*What is expected*:
Could you give the holiday post's lines between "Looks like I’m" and "The Stranglers (Greenfield/Burnel/Duffy/Cornwell)", inclusive, again with "sewer" swapped for "gutter"?

*Supplied text*:
=-=-=
My next holiday will be post-retirement, so I have no idea how I will feel about the whole business then.  To holiday more is the retirement I planned for, but will holidays be the same when there is no work to escape from?  Time will tell.  Perhaps time on the beach will tell me even more…

Oh shit, there goes the charabanc!
Looks like I’m gonna be stuck here the whole summer
Well, what a bummer
I can think of a lot worse places to be
Like down in the streets or down in the sewer
Or even on the end of a skewer… Peaches – The Stranglers (Greenfield/Burnel/Duffy/Cornwell)

Holidays in the Sun

Warning: this post contains many unfounded, sweeping generalisations.

…A long day on a trip with multi-nationalities has just made me realise how different we all remain, and also that the three little words without which no British person could even function – ‘please’, ‘thank you’* and ‘sorry’ – appear to have no equivalent in a number of languages.  I will not name races – insert your own – and I can understand why ‘queuing’ might be an alien concept to some (it is clearly a cultural thing) but not why ‘not queuing’ is actually an acceptable excuse for some to physically barge past those who choose to patiently wait their turn, in order to get what they want when they want it, without any admission that other people even exist.  Most galling to we pathetic queuers is the absence of manners – a failure to even acknowledge that human interaction is vital.  Even more infuriating when we are in a place where our hosts are very much more mannerly than even the most uptight of us.  The world appears, quite suddenly, to be full of people who believe that they have the planet all to themselves.  Anyway, breakfast over…

Multi-cultural groups are always an education.  The guide will inevitably speak English which means they have a chance of being understood by almost everyone except Australians who have recently picked up the baton of wilfully ignoring everything they are told, doing everything they should not be doing, not doing everything they should.  I am fully aware that I am from a nation that has for many years had the reputation of supplying the very worst of all travellers, but since we have learned that it is not entirely necessary to drink until we collapse, demand egg and chips for every meal, or consider our host nation as less important than our own, we are – I hope – no longer viewed as quite so bad.  I have met many Australians and have always found them to be the very best of company – open, friendly and funny – but something seems to have happened since Crocodile Dundee.  I have no doubt that this view is a grossly unjust oversimplification, based on a tiny group of people who have been massively rude to both staff and fellow holidaymakers, but it is clearly apposite.  The gently mocking sarcasm of their conversation persists although no longer accompanied by a Shane Warne wink and smile, but a sneer instead.

Obviously we have just been unlucky with some of the company we have been keeping – quite surely they will be saying exactly the same thing about us – but I am saddened by it.  Travel is meant to broaden the mind, not narrow the outlook, and surely nicking the very last breakfast doughnut from right under my nose is not part of that…

I dared to ask for sunshine, and I got World War Three,
I’m looking over the wall and they’re looking at me…  Holidays in the Sun – The Sex Pistols

Look, I’m sure that I don’t have to explain that this piece is intended to be wholly ironical, but just in case, I will.  I do try very hard not to be a complete twat…

*I realise that ‘thank you’ is two words, but only really because autocorrect keeps telling me so.  You will have to excuse my inaccuracy.  Thankyou.
=-=-=
*Stored data*:

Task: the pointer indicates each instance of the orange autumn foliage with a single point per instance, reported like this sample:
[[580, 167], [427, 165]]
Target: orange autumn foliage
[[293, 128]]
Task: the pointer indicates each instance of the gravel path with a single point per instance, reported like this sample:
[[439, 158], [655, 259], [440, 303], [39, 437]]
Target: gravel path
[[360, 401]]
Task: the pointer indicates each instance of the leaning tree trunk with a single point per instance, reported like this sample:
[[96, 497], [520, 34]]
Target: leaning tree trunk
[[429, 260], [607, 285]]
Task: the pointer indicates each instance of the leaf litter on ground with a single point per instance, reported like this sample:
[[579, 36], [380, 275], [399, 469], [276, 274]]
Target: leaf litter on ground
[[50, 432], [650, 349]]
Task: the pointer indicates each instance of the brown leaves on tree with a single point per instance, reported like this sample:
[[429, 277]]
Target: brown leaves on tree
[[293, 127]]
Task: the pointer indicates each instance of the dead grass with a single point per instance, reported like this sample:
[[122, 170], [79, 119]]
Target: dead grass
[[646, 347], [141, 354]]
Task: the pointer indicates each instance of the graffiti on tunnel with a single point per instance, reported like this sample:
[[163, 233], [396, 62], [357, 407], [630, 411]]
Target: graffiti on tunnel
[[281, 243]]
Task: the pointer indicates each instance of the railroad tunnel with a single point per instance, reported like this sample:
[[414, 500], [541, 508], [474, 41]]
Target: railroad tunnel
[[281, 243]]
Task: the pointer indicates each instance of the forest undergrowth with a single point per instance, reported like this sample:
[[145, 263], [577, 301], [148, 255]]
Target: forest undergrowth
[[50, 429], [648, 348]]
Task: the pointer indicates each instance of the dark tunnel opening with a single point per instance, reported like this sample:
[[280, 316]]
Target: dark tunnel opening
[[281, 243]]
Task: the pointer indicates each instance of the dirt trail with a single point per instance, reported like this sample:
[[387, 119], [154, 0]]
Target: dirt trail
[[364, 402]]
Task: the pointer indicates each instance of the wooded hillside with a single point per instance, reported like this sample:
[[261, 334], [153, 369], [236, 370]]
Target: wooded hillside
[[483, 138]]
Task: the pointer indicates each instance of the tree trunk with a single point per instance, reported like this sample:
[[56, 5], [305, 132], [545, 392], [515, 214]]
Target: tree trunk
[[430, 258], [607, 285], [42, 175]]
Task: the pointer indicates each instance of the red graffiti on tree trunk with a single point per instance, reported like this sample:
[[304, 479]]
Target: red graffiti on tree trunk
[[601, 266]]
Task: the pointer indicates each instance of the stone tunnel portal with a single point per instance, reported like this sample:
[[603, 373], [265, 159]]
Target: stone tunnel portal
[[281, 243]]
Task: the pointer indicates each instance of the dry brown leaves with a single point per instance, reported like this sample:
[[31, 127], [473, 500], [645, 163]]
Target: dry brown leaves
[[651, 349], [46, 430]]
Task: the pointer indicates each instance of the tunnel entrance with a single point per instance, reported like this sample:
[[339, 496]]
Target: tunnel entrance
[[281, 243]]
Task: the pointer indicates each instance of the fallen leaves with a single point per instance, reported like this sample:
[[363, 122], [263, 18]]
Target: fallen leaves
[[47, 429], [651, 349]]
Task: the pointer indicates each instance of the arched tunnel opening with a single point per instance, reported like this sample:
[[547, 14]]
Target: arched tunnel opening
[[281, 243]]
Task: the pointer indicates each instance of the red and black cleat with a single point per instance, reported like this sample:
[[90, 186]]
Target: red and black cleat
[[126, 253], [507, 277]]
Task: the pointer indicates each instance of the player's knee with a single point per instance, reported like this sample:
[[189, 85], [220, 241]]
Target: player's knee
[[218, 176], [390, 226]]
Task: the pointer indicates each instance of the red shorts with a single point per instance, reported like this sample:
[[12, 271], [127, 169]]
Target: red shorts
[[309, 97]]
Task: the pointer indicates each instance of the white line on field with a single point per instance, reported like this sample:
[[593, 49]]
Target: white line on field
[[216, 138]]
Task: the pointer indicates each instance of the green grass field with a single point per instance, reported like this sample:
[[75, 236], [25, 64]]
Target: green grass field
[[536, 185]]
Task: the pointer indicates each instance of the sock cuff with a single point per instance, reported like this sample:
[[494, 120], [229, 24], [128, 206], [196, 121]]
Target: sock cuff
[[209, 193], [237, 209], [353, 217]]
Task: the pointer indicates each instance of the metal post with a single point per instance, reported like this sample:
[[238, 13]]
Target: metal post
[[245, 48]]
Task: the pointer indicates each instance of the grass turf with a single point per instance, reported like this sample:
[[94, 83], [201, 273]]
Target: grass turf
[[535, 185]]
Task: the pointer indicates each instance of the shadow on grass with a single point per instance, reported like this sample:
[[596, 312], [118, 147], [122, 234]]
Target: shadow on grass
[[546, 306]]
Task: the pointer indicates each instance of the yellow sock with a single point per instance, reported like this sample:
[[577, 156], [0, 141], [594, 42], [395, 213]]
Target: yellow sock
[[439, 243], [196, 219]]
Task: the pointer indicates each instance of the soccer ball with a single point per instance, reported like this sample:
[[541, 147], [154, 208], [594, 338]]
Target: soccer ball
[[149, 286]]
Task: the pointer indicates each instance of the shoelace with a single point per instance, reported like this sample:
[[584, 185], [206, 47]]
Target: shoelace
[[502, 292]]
=-=-=
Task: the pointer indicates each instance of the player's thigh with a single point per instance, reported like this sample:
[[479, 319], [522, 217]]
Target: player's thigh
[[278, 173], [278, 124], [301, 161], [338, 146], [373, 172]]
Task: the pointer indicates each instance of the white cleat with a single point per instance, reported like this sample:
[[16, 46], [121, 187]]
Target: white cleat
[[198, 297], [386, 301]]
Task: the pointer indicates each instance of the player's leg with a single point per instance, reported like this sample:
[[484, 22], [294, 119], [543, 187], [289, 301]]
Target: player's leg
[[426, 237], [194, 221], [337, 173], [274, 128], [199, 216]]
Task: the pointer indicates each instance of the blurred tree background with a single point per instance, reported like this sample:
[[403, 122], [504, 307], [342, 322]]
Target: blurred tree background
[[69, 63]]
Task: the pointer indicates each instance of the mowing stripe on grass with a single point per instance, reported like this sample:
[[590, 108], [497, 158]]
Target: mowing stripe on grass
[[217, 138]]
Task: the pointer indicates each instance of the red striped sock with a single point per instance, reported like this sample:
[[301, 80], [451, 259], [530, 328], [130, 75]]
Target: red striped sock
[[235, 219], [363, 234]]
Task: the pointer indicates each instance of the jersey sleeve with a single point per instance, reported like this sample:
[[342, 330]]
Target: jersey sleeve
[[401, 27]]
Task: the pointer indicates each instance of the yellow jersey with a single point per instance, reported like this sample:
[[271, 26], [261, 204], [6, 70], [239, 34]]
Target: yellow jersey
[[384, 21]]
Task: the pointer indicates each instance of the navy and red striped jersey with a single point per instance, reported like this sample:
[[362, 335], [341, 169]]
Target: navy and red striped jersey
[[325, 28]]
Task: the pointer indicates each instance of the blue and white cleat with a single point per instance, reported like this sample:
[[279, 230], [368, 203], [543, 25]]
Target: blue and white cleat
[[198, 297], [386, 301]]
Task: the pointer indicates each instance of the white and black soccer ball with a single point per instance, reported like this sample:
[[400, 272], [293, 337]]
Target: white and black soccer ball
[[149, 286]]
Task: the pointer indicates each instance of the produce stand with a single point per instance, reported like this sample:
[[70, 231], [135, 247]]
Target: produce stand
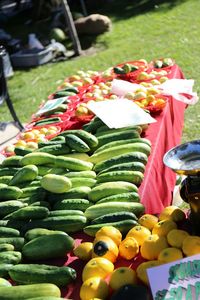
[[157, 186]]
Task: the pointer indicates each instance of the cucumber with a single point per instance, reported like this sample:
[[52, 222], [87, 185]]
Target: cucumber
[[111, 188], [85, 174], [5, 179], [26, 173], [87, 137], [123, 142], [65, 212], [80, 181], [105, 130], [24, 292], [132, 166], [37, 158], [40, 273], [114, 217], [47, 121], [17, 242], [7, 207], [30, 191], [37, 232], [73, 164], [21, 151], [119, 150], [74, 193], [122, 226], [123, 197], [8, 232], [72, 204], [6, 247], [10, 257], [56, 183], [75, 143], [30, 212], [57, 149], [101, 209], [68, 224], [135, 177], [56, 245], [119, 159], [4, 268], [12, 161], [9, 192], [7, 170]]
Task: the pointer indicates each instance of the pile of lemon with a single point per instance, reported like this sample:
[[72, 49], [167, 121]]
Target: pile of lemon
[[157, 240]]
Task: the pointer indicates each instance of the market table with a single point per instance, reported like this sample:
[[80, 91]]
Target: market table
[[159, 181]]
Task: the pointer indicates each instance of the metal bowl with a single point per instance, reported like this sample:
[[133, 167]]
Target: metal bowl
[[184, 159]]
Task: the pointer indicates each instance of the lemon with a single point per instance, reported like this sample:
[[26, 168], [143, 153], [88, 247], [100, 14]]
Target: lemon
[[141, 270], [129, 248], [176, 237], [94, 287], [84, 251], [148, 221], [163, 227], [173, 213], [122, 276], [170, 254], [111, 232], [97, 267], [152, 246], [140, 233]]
=-=-=
*Reply to the exercise*:
Looks like I’m gonna be stuck here the whole summer
Well, what a bummer
I can think of a lot worse places to be
Like down in the streets or down in the gutter
Or even on the end of a skewer… Peaches – The Stranglers (Greenfield/Burnel/Duffy/Cornwell)